Texto:
────────────────────

Da Argentina, Evo Morales começa a dirigir campanha eleitoral de seu partido

Enquanto na Bolívia a autoproclamada presidente Jeanine Áñez o ameaça com um mandado de prisão, o ex-presidente Evo Morales, vítima de um golpe de Estado, começa a dirigir a campanha eleitoral de seu partido, o Movimento ao Socialismo (MAS)

Evo Morales
Evo Morales (Foto: REUTER)

Prensa Latina - Evo Morales se encontra na Argentina desde a última quinta-feira, onde espera que as autoridades argentinas lhe concedam o status de refugiado, extensivo a quatro ex-funcionários de seu governo deposto. 

Como apontou, ele está na Argentina para continuar lutando pelos mais humildes.   

Morales informou que já teve um primeiro encontro em Buenos Aires com alguns líderes de movimentos sociais e prefeitos do MAS.

────────────────────

Tarefa:
Liste todos os nomes de lugares (países e cidades) citados no texto sobre Evo Morales.

────────────────────

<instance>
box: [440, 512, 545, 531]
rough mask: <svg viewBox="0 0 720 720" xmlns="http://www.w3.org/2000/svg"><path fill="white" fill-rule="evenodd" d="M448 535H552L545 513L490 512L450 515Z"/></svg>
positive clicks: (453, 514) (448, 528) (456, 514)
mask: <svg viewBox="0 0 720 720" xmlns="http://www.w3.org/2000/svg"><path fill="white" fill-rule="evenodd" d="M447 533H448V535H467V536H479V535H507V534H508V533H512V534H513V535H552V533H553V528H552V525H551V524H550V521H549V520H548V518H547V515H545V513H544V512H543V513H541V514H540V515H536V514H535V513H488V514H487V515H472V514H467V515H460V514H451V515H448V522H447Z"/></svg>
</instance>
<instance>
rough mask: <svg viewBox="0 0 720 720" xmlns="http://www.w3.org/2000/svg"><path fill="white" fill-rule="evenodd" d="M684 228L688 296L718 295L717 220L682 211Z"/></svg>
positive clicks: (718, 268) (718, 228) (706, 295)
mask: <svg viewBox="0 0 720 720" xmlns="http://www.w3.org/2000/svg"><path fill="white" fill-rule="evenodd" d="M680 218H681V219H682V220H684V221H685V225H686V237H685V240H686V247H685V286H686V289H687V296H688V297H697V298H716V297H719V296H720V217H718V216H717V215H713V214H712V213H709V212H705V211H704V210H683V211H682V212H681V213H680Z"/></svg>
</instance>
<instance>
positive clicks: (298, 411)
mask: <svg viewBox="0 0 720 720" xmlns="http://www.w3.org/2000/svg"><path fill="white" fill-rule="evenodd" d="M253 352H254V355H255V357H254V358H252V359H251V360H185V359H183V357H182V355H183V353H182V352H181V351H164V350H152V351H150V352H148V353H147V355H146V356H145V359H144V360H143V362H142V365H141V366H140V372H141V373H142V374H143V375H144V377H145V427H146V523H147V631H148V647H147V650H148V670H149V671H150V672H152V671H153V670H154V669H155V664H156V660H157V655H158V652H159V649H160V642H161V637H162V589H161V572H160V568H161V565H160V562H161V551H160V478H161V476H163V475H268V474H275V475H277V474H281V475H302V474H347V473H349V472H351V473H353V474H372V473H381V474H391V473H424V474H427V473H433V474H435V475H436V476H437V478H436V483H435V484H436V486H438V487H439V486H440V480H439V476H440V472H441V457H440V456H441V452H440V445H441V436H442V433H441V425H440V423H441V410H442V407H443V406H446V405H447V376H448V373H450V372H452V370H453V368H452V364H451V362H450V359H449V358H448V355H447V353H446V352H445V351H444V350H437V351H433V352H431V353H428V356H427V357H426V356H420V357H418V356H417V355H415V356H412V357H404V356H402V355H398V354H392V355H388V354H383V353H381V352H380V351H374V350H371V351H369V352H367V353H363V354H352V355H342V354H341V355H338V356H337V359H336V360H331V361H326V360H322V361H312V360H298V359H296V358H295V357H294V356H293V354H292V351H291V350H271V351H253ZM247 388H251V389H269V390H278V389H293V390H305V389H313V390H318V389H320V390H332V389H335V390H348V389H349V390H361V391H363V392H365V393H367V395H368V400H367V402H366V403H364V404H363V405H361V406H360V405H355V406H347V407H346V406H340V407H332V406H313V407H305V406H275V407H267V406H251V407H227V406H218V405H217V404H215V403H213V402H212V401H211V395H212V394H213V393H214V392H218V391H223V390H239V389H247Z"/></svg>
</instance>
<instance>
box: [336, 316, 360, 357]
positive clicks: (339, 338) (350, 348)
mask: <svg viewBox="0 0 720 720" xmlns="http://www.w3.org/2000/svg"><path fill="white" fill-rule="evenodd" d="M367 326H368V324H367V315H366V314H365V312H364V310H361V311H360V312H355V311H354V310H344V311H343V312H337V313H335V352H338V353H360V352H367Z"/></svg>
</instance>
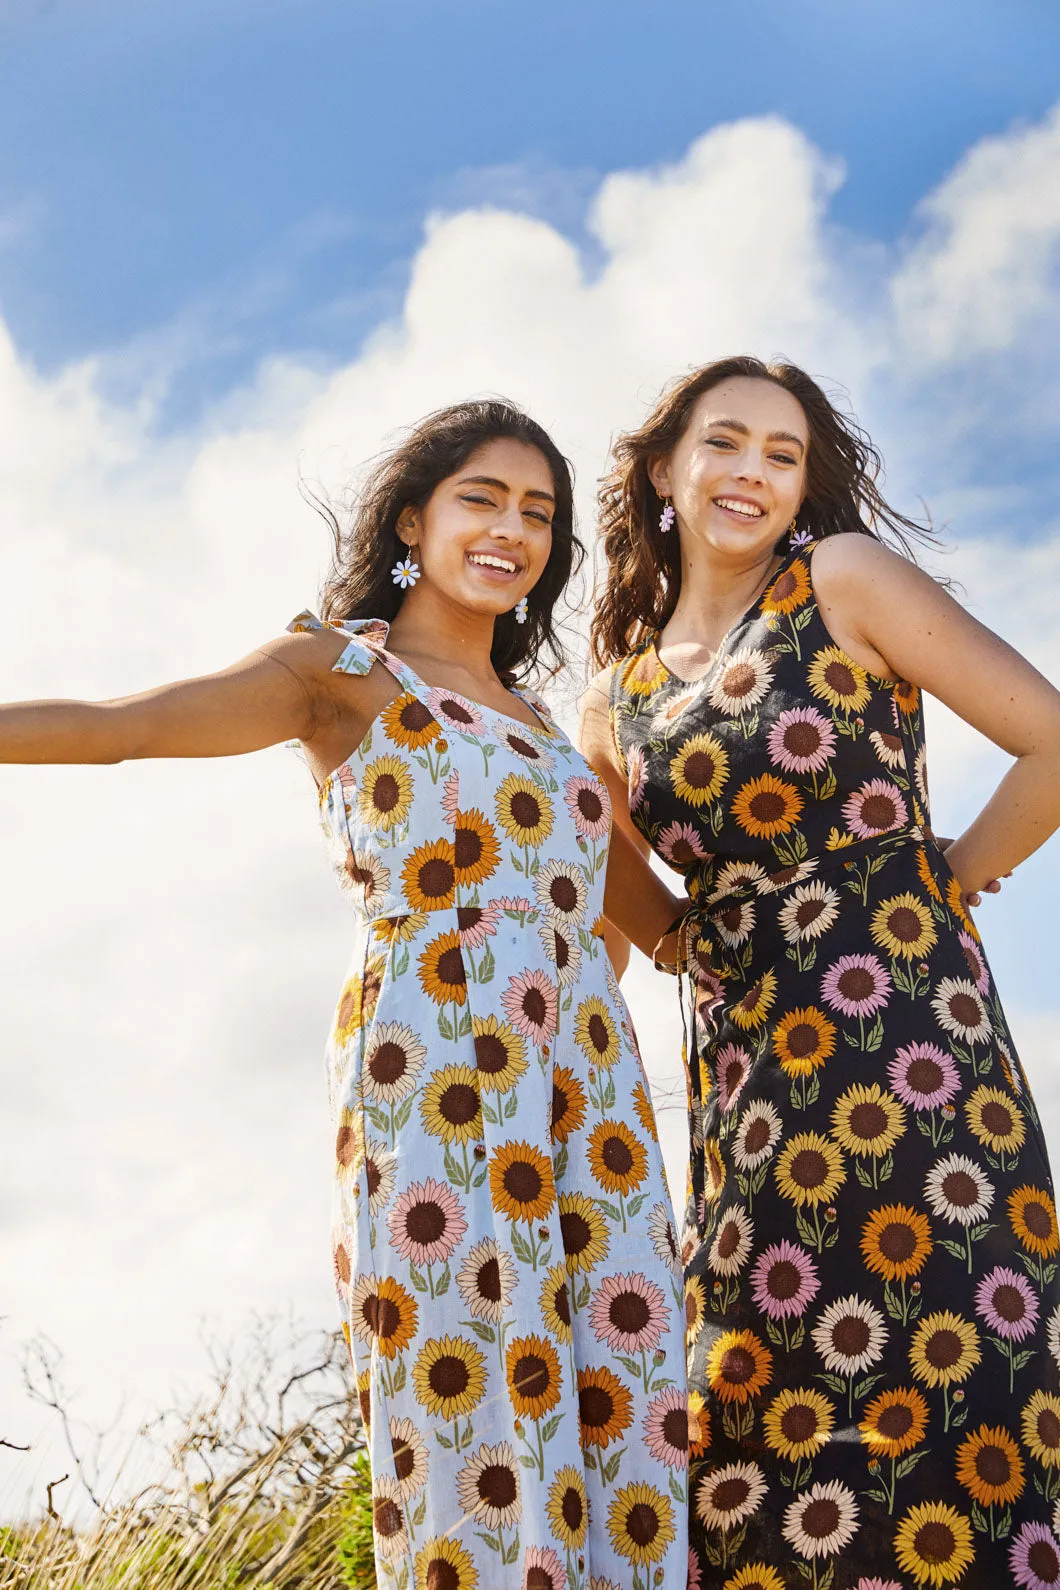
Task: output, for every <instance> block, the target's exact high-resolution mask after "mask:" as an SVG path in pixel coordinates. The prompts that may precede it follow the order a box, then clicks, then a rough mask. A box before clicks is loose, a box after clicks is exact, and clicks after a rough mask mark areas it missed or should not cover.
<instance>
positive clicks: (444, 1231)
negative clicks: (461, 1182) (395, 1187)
mask: <svg viewBox="0 0 1060 1590" xmlns="http://www.w3.org/2000/svg"><path fill="white" fill-rule="evenodd" d="M386 1226H388V1231H389V1234H391V1247H393V1248H396V1250H397V1253H400V1256H402V1259H408V1261H410V1262H412V1264H440V1262H442V1261H443V1259H448V1256H450V1253H451V1251H453V1248H455V1247H456V1245H458V1242H459V1240H461V1237H462V1235H464V1232H466V1231H467V1221H466V1220H464V1210H462V1207H461V1202H459V1199H458V1197H456V1194H455V1193H453V1189H451V1188H450V1186H445V1183H442V1181H435V1180H434V1178H432V1177H427V1180H426V1181H413V1183H412V1186H410V1188H407V1189H405V1191H404V1193H402V1196H400V1197H399V1199H397V1202H396V1204H394V1207H393V1210H391V1212H389V1215H388V1216H386Z"/></svg>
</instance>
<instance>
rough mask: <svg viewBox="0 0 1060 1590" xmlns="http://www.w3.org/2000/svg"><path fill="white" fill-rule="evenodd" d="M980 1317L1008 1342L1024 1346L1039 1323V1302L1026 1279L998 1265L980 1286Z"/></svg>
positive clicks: (985, 1279) (1009, 1270)
mask: <svg viewBox="0 0 1060 1590" xmlns="http://www.w3.org/2000/svg"><path fill="white" fill-rule="evenodd" d="M976 1313H977V1315H979V1318H981V1320H982V1321H984V1323H985V1324H987V1329H990V1331H995V1332H996V1336H1001V1337H1003V1339H1004V1340H1006V1342H1022V1340H1023V1337H1025V1336H1030V1332H1031V1331H1033V1329H1035V1324H1036V1323H1038V1299H1036V1297H1035V1293H1033V1291H1031V1289H1030V1286H1028V1285H1027V1282H1025V1280H1023V1277H1022V1275H1017V1274H1016V1270H1009V1269H1006V1267H1004V1266H1003V1264H998V1266H996V1269H993V1270H990V1274H988V1275H984V1278H982V1280H981V1282H979V1285H977V1286H976Z"/></svg>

────────────────────

Resultado da tarefa:
Argentina, Bolívia, Buenos Aires